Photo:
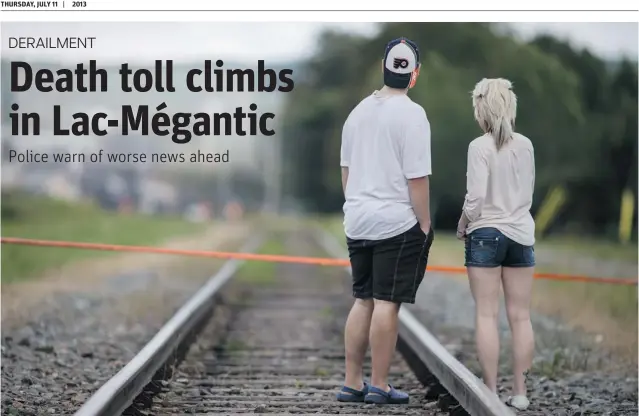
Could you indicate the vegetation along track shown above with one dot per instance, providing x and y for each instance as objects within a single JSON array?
[{"x": 275, "y": 345}]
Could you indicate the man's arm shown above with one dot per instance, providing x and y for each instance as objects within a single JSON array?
[
  {"x": 419, "y": 191},
  {"x": 344, "y": 179},
  {"x": 416, "y": 164}
]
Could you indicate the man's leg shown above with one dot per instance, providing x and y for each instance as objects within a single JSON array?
[
  {"x": 383, "y": 339},
  {"x": 359, "y": 319},
  {"x": 356, "y": 341},
  {"x": 399, "y": 264}
]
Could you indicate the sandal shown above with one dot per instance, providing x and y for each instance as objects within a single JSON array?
[
  {"x": 379, "y": 396},
  {"x": 348, "y": 394}
]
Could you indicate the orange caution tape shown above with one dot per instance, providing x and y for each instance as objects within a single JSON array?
[{"x": 281, "y": 258}]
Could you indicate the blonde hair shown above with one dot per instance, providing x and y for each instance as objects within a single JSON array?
[{"x": 495, "y": 106}]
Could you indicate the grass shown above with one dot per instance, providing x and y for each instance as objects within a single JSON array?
[
  {"x": 48, "y": 219},
  {"x": 262, "y": 272},
  {"x": 609, "y": 310}
]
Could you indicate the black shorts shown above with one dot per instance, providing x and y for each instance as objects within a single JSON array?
[{"x": 390, "y": 269}]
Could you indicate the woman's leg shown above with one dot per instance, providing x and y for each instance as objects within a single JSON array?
[
  {"x": 518, "y": 283},
  {"x": 485, "y": 287}
]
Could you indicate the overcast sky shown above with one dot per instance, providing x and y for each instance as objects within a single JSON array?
[{"x": 273, "y": 41}]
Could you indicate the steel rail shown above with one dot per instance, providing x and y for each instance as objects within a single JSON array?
[{"x": 117, "y": 394}]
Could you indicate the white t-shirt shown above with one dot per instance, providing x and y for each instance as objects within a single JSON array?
[
  {"x": 385, "y": 142},
  {"x": 500, "y": 187}
]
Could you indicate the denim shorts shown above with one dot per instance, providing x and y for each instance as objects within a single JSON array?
[{"x": 488, "y": 247}]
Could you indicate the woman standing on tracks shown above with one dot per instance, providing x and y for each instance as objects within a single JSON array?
[{"x": 499, "y": 232}]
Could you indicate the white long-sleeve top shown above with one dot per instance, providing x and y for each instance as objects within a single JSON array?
[{"x": 500, "y": 187}]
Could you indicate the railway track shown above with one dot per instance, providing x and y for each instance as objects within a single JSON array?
[{"x": 277, "y": 347}]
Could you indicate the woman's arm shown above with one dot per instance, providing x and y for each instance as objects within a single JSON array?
[{"x": 476, "y": 185}]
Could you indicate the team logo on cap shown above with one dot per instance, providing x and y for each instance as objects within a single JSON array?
[{"x": 400, "y": 62}]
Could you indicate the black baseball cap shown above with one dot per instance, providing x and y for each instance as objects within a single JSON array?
[{"x": 401, "y": 58}]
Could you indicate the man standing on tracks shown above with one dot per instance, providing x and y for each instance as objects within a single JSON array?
[{"x": 386, "y": 162}]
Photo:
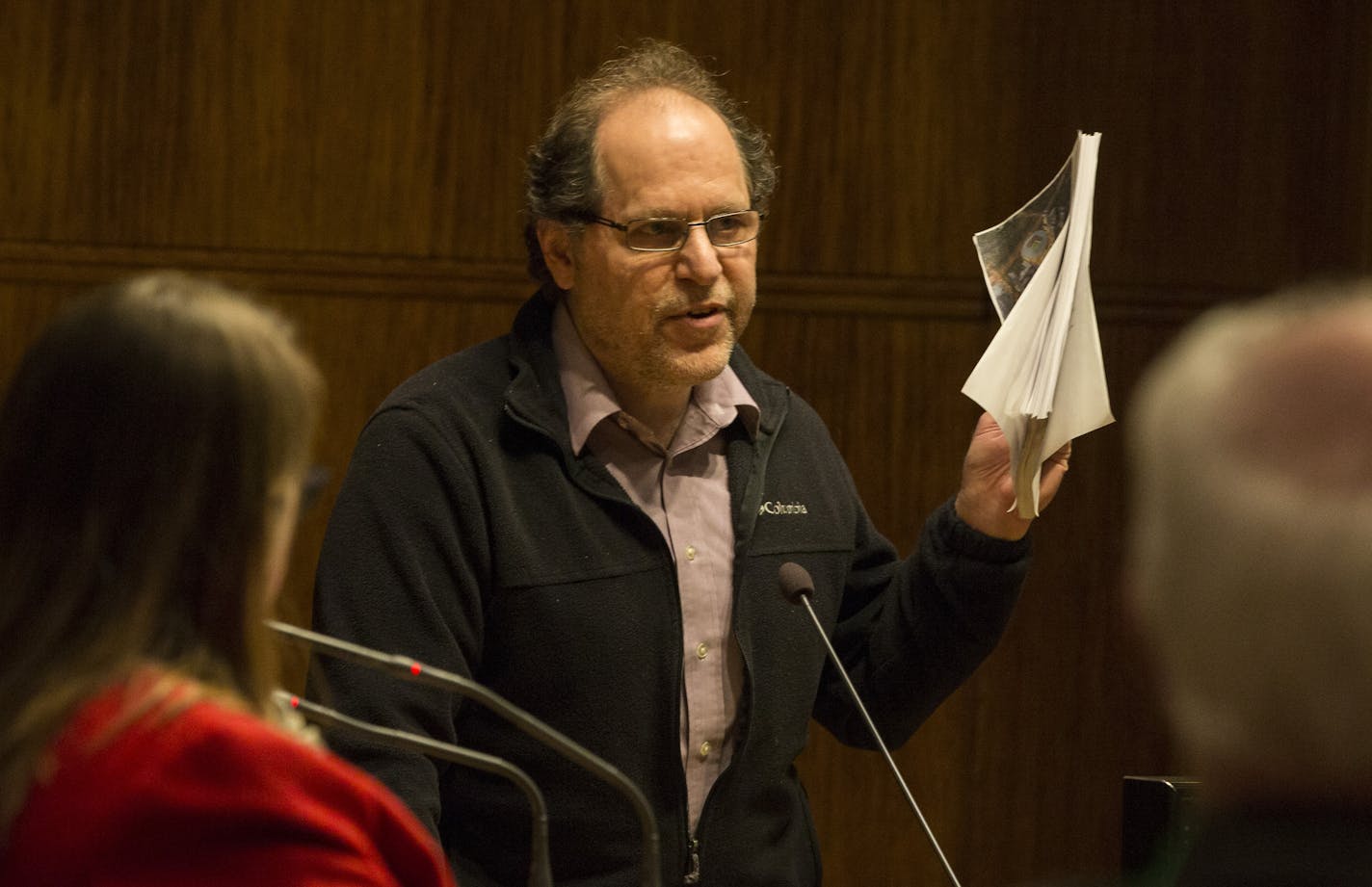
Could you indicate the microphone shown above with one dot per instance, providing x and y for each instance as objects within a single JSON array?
[
  {"x": 540, "y": 868},
  {"x": 526, "y": 722},
  {"x": 796, "y": 586}
]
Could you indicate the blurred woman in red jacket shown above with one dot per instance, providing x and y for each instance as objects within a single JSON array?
[{"x": 152, "y": 446}]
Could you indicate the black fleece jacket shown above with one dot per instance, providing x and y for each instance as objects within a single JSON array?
[{"x": 469, "y": 536}]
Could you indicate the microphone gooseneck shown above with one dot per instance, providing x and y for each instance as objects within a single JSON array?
[
  {"x": 796, "y": 586},
  {"x": 540, "y": 868},
  {"x": 526, "y": 722}
]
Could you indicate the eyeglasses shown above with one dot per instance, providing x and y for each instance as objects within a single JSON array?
[{"x": 726, "y": 229}]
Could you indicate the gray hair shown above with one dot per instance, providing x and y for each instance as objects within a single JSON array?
[
  {"x": 1252, "y": 537},
  {"x": 562, "y": 177}
]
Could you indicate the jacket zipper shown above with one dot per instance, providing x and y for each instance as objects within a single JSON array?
[{"x": 693, "y": 873}]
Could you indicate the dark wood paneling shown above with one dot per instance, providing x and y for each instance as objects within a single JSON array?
[{"x": 359, "y": 165}]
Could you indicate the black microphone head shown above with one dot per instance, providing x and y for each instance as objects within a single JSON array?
[{"x": 795, "y": 582}]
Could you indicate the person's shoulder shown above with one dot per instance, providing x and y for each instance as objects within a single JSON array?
[
  {"x": 476, "y": 372},
  {"x": 212, "y": 794}
]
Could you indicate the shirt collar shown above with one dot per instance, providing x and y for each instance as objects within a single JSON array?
[{"x": 592, "y": 401}]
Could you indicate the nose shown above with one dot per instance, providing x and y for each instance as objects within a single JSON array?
[{"x": 699, "y": 259}]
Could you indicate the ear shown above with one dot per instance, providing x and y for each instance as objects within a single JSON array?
[{"x": 556, "y": 243}]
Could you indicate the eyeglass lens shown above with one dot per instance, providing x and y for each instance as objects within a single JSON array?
[{"x": 728, "y": 229}]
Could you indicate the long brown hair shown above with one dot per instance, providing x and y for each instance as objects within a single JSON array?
[{"x": 140, "y": 442}]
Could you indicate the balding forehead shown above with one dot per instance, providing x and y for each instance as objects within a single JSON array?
[{"x": 1301, "y": 402}]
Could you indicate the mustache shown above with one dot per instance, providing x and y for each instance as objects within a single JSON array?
[{"x": 685, "y": 303}]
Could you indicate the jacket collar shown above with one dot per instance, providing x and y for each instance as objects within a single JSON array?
[{"x": 536, "y": 392}]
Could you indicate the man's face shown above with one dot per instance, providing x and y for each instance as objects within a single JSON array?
[{"x": 659, "y": 323}]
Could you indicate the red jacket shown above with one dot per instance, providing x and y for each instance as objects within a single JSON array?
[{"x": 207, "y": 796}]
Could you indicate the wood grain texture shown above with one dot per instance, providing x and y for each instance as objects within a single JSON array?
[{"x": 359, "y": 165}]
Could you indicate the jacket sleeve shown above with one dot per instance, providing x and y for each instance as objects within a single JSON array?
[
  {"x": 910, "y": 632},
  {"x": 401, "y": 572}
]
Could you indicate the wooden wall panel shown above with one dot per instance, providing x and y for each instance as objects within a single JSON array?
[{"x": 359, "y": 165}]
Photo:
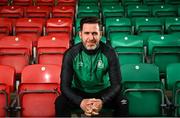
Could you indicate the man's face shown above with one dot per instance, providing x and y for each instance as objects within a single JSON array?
[{"x": 90, "y": 35}]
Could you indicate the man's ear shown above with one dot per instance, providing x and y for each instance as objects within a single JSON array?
[{"x": 80, "y": 34}]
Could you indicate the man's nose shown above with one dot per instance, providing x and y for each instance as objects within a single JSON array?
[{"x": 91, "y": 36}]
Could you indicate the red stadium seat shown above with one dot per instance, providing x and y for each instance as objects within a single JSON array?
[
  {"x": 15, "y": 52},
  {"x": 66, "y": 2},
  {"x": 57, "y": 25},
  {"x": 40, "y": 85},
  {"x": 30, "y": 27},
  {"x": 4, "y": 2},
  {"x": 5, "y": 26},
  {"x": 45, "y": 2},
  {"x": 63, "y": 11},
  {"x": 6, "y": 87},
  {"x": 22, "y": 2},
  {"x": 38, "y": 12},
  {"x": 50, "y": 49},
  {"x": 12, "y": 11}
]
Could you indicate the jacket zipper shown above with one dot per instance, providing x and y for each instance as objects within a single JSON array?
[{"x": 91, "y": 69}]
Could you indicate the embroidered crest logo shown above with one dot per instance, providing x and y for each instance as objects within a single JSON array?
[{"x": 100, "y": 64}]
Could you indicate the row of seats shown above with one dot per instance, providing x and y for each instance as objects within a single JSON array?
[
  {"x": 37, "y": 11},
  {"x": 38, "y": 2},
  {"x": 18, "y": 51},
  {"x": 129, "y": 11},
  {"x": 127, "y": 2},
  {"x": 42, "y": 27},
  {"x": 40, "y": 85}
]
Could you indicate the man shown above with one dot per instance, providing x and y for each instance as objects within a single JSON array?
[{"x": 90, "y": 77}]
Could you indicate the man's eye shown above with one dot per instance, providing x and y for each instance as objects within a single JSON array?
[{"x": 94, "y": 33}]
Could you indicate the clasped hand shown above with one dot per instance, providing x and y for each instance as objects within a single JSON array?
[{"x": 91, "y": 107}]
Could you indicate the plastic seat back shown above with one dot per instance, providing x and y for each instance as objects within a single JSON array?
[
  {"x": 22, "y": 2},
  {"x": 15, "y": 52},
  {"x": 50, "y": 49},
  {"x": 45, "y": 2},
  {"x": 12, "y": 12},
  {"x": 38, "y": 12},
  {"x": 57, "y": 25},
  {"x": 6, "y": 87},
  {"x": 173, "y": 84},
  {"x": 5, "y": 26},
  {"x": 163, "y": 50},
  {"x": 130, "y": 49},
  {"x": 141, "y": 83},
  {"x": 40, "y": 86}
]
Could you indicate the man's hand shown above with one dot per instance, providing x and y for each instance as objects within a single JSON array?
[{"x": 91, "y": 106}]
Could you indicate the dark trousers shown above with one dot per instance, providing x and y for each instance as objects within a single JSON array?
[{"x": 63, "y": 106}]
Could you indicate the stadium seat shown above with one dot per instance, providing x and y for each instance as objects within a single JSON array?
[
  {"x": 118, "y": 25},
  {"x": 12, "y": 12},
  {"x": 38, "y": 12},
  {"x": 6, "y": 87},
  {"x": 153, "y": 2},
  {"x": 22, "y": 2},
  {"x": 39, "y": 87},
  {"x": 15, "y": 52},
  {"x": 173, "y": 2},
  {"x": 109, "y": 2},
  {"x": 147, "y": 27},
  {"x": 173, "y": 84},
  {"x": 57, "y": 25},
  {"x": 45, "y": 2},
  {"x": 50, "y": 49},
  {"x": 172, "y": 26},
  {"x": 5, "y": 27},
  {"x": 4, "y": 2},
  {"x": 130, "y": 49},
  {"x": 163, "y": 50},
  {"x": 143, "y": 89},
  {"x": 88, "y": 2},
  {"x": 131, "y": 2},
  {"x": 164, "y": 11},
  {"x": 66, "y": 2},
  {"x": 30, "y": 27},
  {"x": 138, "y": 11},
  {"x": 87, "y": 10},
  {"x": 63, "y": 11},
  {"x": 112, "y": 11}
]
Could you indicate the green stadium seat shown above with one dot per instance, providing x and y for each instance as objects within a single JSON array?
[
  {"x": 153, "y": 2},
  {"x": 113, "y": 11},
  {"x": 173, "y": 2},
  {"x": 173, "y": 84},
  {"x": 143, "y": 89},
  {"x": 109, "y": 2},
  {"x": 118, "y": 25},
  {"x": 87, "y": 10},
  {"x": 147, "y": 27},
  {"x": 129, "y": 48},
  {"x": 163, "y": 50},
  {"x": 87, "y": 2},
  {"x": 138, "y": 11},
  {"x": 164, "y": 11},
  {"x": 131, "y": 2},
  {"x": 172, "y": 26}
]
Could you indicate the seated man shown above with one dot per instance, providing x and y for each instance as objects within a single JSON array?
[{"x": 90, "y": 77}]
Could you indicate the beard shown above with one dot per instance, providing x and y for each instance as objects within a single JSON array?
[{"x": 91, "y": 47}]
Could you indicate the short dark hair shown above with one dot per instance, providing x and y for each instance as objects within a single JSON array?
[{"x": 91, "y": 20}]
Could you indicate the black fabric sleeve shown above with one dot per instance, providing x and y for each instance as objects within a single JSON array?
[
  {"x": 114, "y": 75},
  {"x": 66, "y": 79}
]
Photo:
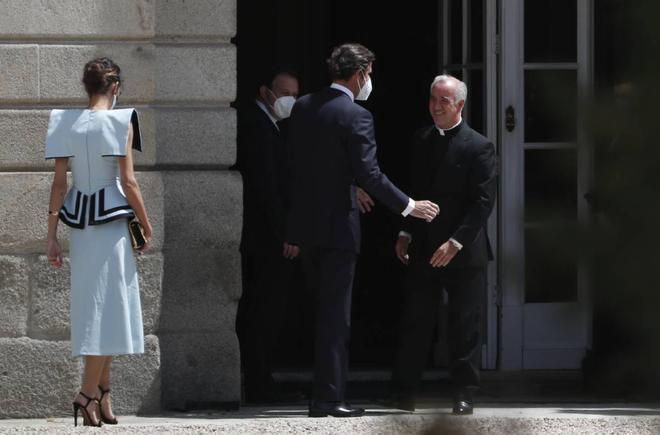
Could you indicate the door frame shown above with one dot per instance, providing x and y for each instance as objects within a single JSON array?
[{"x": 519, "y": 347}]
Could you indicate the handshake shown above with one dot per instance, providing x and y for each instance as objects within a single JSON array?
[{"x": 426, "y": 210}]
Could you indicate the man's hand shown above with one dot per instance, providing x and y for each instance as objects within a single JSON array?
[
  {"x": 365, "y": 203},
  {"x": 290, "y": 251},
  {"x": 444, "y": 254},
  {"x": 426, "y": 210},
  {"x": 401, "y": 249}
]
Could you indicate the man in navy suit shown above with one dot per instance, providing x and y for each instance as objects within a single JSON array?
[
  {"x": 331, "y": 139},
  {"x": 266, "y": 256},
  {"x": 456, "y": 167}
]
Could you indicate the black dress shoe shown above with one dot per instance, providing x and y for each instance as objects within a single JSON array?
[
  {"x": 463, "y": 407},
  {"x": 335, "y": 409},
  {"x": 463, "y": 403}
]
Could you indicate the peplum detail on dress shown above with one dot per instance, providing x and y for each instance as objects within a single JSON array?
[{"x": 103, "y": 206}]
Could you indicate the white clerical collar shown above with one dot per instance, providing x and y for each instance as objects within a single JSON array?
[
  {"x": 442, "y": 132},
  {"x": 263, "y": 107},
  {"x": 344, "y": 89}
]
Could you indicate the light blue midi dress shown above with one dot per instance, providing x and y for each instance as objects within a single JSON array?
[{"x": 106, "y": 316}]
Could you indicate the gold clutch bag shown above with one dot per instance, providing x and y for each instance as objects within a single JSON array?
[{"x": 136, "y": 230}]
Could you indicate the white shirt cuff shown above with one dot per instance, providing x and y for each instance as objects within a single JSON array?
[
  {"x": 411, "y": 207},
  {"x": 456, "y": 243}
]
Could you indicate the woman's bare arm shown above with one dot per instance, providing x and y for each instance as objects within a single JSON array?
[
  {"x": 131, "y": 187},
  {"x": 57, "y": 193}
]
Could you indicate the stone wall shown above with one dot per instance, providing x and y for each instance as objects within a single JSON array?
[{"x": 179, "y": 69}]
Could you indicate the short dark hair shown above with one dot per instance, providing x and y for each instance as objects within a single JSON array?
[
  {"x": 346, "y": 59},
  {"x": 99, "y": 75}
]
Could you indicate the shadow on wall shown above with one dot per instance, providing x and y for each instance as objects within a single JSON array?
[{"x": 626, "y": 357}]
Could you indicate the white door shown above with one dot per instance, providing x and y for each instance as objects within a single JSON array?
[
  {"x": 467, "y": 35},
  {"x": 545, "y": 70}
]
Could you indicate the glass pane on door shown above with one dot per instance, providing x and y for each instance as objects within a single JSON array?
[
  {"x": 550, "y": 106},
  {"x": 550, "y": 267},
  {"x": 550, "y": 185}
]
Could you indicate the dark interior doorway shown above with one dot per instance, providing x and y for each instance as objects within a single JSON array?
[{"x": 301, "y": 34}]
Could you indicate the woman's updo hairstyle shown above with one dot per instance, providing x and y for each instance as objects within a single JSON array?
[{"x": 99, "y": 75}]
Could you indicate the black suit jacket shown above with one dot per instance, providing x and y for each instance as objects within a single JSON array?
[
  {"x": 333, "y": 148},
  {"x": 459, "y": 174},
  {"x": 265, "y": 181}
]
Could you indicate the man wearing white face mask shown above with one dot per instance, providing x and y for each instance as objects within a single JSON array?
[
  {"x": 331, "y": 139},
  {"x": 266, "y": 256}
]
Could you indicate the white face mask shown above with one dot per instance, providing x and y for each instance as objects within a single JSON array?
[
  {"x": 364, "y": 90},
  {"x": 282, "y": 106}
]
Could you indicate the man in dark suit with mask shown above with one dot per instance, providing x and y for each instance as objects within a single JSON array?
[
  {"x": 266, "y": 256},
  {"x": 333, "y": 148},
  {"x": 456, "y": 167}
]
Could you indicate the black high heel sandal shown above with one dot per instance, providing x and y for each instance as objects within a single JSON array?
[
  {"x": 87, "y": 419},
  {"x": 105, "y": 419}
]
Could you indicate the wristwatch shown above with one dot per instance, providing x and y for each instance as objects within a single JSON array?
[{"x": 456, "y": 244}]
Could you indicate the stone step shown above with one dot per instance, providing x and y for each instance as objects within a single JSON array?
[{"x": 487, "y": 419}]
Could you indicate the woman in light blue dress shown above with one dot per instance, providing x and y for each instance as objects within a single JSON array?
[{"x": 106, "y": 317}]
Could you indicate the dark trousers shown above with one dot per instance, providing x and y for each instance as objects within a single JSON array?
[
  {"x": 423, "y": 294},
  {"x": 329, "y": 274},
  {"x": 261, "y": 311}
]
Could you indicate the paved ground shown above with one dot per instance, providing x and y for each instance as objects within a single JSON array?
[{"x": 488, "y": 419}]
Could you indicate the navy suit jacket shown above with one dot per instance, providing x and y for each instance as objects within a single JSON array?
[
  {"x": 264, "y": 166},
  {"x": 333, "y": 149},
  {"x": 459, "y": 174}
]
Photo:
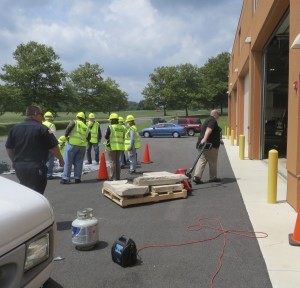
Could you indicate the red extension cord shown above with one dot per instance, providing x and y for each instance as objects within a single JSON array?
[{"x": 200, "y": 225}]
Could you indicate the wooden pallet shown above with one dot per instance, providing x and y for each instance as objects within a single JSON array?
[{"x": 152, "y": 197}]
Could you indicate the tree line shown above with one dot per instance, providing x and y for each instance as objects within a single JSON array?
[{"x": 37, "y": 77}]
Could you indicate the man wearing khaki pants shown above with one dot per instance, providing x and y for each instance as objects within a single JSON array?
[{"x": 210, "y": 133}]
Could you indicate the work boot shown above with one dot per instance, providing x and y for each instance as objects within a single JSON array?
[{"x": 197, "y": 180}]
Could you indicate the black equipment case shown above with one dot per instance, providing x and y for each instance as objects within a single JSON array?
[{"x": 124, "y": 252}]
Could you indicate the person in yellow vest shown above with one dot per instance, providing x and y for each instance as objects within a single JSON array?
[
  {"x": 132, "y": 143},
  {"x": 114, "y": 145},
  {"x": 122, "y": 155},
  {"x": 78, "y": 136},
  {"x": 48, "y": 116},
  {"x": 62, "y": 144},
  {"x": 96, "y": 136}
]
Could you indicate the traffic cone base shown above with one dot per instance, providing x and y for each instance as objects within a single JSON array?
[
  {"x": 102, "y": 172},
  {"x": 292, "y": 241},
  {"x": 146, "y": 159}
]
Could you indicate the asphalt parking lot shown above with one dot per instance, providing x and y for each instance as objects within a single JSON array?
[{"x": 238, "y": 258}]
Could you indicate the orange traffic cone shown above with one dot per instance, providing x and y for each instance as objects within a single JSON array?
[
  {"x": 146, "y": 155},
  {"x": 294, "y": 239},
  {"x": 102, "y": 172}
]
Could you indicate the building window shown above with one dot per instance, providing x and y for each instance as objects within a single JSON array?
[{"x": 255, "y": 3}]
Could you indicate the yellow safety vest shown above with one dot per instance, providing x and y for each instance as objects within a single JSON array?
[
  {"x": 79, "y": 134},
  {"x": 116, "y": 138},
  {"x": 62, "y": 147},
  {"x": 49, "y": 124},
  {"x": 137, "y": 138},
  {"x": 94, "y": 132}
]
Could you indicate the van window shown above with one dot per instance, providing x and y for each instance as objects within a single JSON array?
[
  {"x": 182, "y": 121},
  {"x": 195, "y": 121}
]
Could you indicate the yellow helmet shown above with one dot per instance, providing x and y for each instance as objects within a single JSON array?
[
  {"x": 62, "y": 139},
  {"x": 113, "y": 116},
  {"x": 48, "y": 114},
  {"x": 81, "y": 115},
  {"x": 129, "y": 118}
]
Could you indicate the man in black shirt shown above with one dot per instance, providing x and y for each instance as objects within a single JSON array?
[
  {"x": 210, "y": 133},
  {"x": 27, "y": 146}
]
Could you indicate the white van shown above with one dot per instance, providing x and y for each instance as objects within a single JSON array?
[{"x": 27, "y": 236}]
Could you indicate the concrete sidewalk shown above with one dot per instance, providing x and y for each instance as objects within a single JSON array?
[{"x": 277, "y": 220}]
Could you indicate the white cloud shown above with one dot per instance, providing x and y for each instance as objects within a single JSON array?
[{"x": 128, "y": 39}]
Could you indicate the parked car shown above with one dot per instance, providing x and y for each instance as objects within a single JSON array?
[
  {"x": 192, "y": 124},
  {"x": 164, "y": 129},
  {"x": 28, "y": 235}
]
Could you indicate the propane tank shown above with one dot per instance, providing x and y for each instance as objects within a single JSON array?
[{"x": 85, "y": 230}]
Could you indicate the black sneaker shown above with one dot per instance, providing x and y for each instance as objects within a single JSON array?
[
  {"x": 197, "y": 180},
  {"x": 215, "y": 180}
]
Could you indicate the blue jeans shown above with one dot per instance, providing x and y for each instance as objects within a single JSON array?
[
  {"x": 122, "y": 158},
  {"x": 132, "y": 159},
  {"x": 50, "y": 164},
  {"x": 89, "y": 150},
  {"x": 74, "y": 155}
]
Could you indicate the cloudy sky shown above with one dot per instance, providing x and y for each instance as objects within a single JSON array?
[{"x": 127, "y": 38}]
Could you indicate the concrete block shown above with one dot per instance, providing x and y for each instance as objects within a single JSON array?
[
  {"x": 122, "y": 188},
  {"x": 167, "y": 188},
  {"x": 159, "y": 178}
]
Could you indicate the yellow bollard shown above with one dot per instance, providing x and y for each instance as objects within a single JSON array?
[
  {"x": 232, "y": 137},
  {"x": 272, "y": 176},
  {"x": 242, "y": 147}
]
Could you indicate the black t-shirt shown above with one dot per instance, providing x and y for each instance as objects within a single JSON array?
[
  {"x": 31, "y": 141},
  {"x": 214, "y": 137}
]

++++

### TASK OBJECTIVE
Reproduce verbatim the lines of the material starting at the line that contains "Could you indicate the black t-shirt" and ending at the final line of the material.

### FULL OUTPUT
Could you indicate the black t-shirt shown above with one dot per instance, providing x and y for each instance as objects within a single JSON array?
[
  {"x": 31, "y": 141},
  {"x": 214, "y": 137}
]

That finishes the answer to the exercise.